**What is being asked**
Give back all of the data exactly. Leave nothing out.

- - - - -

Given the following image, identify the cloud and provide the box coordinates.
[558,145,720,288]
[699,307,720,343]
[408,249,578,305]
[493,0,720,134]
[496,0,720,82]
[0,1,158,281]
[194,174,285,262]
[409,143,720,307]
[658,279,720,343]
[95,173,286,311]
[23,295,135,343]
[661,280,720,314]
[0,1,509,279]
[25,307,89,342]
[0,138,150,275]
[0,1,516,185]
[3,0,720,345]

- - - - -

**Answer to this problem**
Given the following image, identify the cloud and provide the box coordinates.
[558,145,720,288]
[699,307,720,343]
[408,249,578,305]
[493,0,720,134]
[496,0,720,82]
[0,1,158,281]
[194,174,285,262]
[409,143,720,307]
[658,279,720,343]
[95,173,286,311]
[23,295,135,343]
[661,280,720,314]
[0,1,509,279]
[25,307,89,342]
[0,138,150,275]
[0,1,516,185]
[3,0,720,345]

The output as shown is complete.